(Excerpts from segmentation records)
####

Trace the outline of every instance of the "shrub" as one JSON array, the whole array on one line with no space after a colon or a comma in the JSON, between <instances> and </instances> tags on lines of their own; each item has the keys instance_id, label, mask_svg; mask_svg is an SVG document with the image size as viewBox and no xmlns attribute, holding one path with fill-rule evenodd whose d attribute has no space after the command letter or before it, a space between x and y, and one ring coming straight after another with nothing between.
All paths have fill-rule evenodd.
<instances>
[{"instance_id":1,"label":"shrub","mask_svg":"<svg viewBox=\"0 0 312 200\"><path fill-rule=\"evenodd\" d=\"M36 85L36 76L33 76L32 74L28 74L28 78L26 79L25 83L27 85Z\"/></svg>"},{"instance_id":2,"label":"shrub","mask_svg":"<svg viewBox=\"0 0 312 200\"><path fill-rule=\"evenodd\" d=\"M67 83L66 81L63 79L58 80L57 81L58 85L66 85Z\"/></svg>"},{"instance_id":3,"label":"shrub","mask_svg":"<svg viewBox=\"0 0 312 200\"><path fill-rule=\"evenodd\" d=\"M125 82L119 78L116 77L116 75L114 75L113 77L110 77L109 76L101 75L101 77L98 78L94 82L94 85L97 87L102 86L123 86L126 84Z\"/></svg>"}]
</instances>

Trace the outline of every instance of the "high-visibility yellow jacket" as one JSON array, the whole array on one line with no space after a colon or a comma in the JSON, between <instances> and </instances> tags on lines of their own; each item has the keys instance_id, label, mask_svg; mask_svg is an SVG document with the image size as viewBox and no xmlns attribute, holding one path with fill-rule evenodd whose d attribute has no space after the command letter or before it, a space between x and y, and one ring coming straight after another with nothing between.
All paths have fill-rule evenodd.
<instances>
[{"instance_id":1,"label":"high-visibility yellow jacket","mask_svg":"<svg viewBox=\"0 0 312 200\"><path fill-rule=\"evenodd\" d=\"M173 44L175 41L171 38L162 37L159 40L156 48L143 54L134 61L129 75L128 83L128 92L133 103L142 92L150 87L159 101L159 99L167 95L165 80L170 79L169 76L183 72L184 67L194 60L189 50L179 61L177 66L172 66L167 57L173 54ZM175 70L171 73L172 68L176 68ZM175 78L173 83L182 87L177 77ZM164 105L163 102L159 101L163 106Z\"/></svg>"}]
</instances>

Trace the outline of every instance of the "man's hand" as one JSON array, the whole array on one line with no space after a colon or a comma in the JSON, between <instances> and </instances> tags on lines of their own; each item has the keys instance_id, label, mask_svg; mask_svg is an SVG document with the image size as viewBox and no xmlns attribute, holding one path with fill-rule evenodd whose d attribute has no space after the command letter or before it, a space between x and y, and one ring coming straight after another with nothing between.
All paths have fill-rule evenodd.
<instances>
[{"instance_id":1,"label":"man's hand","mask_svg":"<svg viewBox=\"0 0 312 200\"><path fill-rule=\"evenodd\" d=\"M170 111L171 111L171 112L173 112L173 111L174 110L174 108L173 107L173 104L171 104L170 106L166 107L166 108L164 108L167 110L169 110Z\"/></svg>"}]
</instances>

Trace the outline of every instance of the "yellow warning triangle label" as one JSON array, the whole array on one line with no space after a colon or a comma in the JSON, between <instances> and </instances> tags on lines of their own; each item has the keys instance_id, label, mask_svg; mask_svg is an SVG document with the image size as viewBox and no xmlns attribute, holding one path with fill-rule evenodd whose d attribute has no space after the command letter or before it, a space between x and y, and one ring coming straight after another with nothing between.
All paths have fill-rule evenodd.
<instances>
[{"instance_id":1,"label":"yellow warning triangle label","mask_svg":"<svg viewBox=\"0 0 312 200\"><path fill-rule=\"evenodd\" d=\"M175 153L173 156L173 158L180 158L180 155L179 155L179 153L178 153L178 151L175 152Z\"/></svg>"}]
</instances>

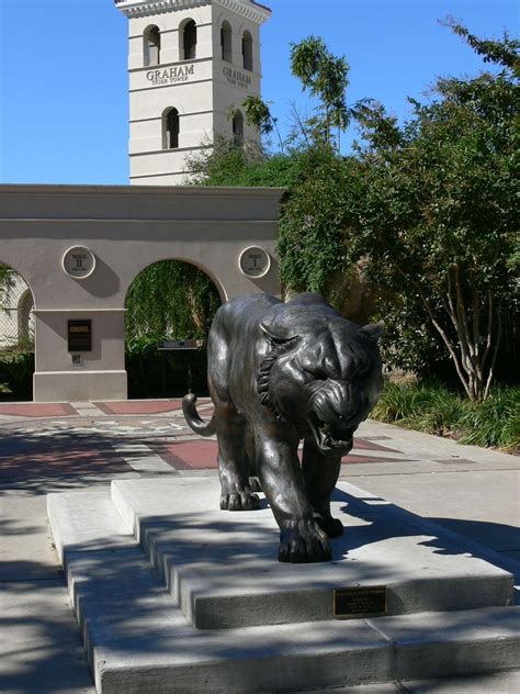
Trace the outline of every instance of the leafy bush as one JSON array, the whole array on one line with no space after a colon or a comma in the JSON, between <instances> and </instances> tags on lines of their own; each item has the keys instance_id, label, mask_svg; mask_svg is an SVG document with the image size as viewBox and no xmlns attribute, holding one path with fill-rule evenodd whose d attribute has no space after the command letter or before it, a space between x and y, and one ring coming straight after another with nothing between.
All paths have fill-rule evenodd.
<instances>
[{"instance_id":1,"label":"leafy bush","mask_svg":"<svg viewBox=\"0 0 520 694\"><path fill-rule=\"evenodd\" d=\"M463 444L520 448L520 388L496 388L491 398L468 406L462 418L467 433Z\"/></svg>"},{"instance_id":2,"label":"leafy bush","mask_svg":"<svg viewBox=\"0 0 520 694\"><path fill-rule=\"evenodd\" d=\"M462 444L520 450L520 388L497 387L474 403L439 381L386 382L371 417Z\"/></svg>"},{"instance_id":3,"label":"leafy bush","mask_svg":"<svg viewBox=\"0 0 520 694\"><path fill-rule=\"evenodd\" d=\"M191 361L192 390L207 394L206 349L159 351L157 337L132 339L126 345L128 398L179 398L189 389Z\"/></svg>"},{"instance_id":4,"label":"leafy bush","mask_svg":"<svg viewBox=\"0 0 520 694\"><path fill-rule=\"evenodd\" d=\"M32 400L34 354L0 352L0 400Z\"/></svg>"}]
</instances>

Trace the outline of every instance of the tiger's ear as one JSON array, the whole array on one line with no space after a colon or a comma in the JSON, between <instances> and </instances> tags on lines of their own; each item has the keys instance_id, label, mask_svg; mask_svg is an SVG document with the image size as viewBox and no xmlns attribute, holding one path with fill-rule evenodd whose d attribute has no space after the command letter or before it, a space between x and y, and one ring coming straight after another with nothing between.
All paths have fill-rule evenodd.
<instances>
[{"instance_id":1,"label":"tiger's ear","mask_svg":"<svg viewBox=\"0 0 520 694\"><path fill-rule=\"evenodd\" d=\"M297 337L297 335L290 333L286 328L276 327L273 329L270 325L265 325L265 323L260 323L260 329L268 342L276 343L278 345L287 343L290 339Z\"/></svg>"},{"instance_id":2,"label":"tiger's ear","mask_svg":"<svg viewBox=\"0 0 520 694\"><path fill-rule=\"evenodd\" d=\"M383 321L380 321L378 323L369 323L369 325L364 325L361 329L363 331L363 333L366 333L369 337L377 340L385 331L385 324L383 323Z\"/></svg>"}]
</instances>

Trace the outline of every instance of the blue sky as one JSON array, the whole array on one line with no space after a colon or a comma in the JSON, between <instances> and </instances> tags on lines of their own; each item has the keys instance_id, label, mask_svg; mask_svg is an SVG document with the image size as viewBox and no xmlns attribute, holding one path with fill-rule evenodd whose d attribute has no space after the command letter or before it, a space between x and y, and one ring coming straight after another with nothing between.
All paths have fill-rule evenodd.
<instances>
[{"instance_id":1,"label":"blue sky","mask_svg":"<svg viewBox=\"0 0 520 694\"><path fill-rule=\"evenodd\" d=\"M291 76L291 42L323 36L351 66L349 101L372 97L406 117L436 77L482 60L438 20L473 33L518 33L516 0L262 0L263 98L282 130L290 102L312 104ZM0 182L126 183L127 20L112 0L0 0Z\"/></svg>"}]
</instances>

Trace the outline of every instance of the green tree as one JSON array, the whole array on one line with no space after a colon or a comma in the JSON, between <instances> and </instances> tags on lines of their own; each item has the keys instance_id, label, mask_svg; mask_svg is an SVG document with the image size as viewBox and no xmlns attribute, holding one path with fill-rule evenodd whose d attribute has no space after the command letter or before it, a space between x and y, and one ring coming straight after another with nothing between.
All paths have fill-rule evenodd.
<instances>
[{"instance_id":1,"label":"green tree","mask_svg":"<svg viewBox=\"0 0 520 694\"><path fill-rule=\"evenodd\" d=\"M346 248L402 307L420 309L467 395L482 401L515 288L518 43L450 25L498 70L439 79L403 126L381 107L360 112L366 144L347 199Z\"/></svg>"}]
</instances>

####

■ What to do: Begin with the line containing "Trace the outline of every instance of the green" and repeat each line exactly until the records above end.

■ Written response:
Trace the outline of every instance of the green tree as one JSON array, the whole array on one line with no space after a colon or a comma in the JSON, between <instances> and </instances> tags on lines of their own; each item has the keys instance_id, label, mask_svg; mask_svg is an SVG document with the image size as viewBox and no xmlns attribute, holding one path with fill-rule evenodd whose d attribute has no space after the command letter or before it, a space between x and y, and one ring coming straight after another with nothing between.
All paths have fill-rule evenodd.
<instances>
[{"instance_id":1,"label":"green tree","mask_svg":"<svg viewBox=\"0 0 520 694\"><path fill-rule=\"evenodd\" d=\"M346 248L402 307L420 309L467 395L482 401L515 288L518 43L450 25L498 70L439 79L403 126L381 107L360 112L366 144L347 199Z\"/></svg>"}]
</instances>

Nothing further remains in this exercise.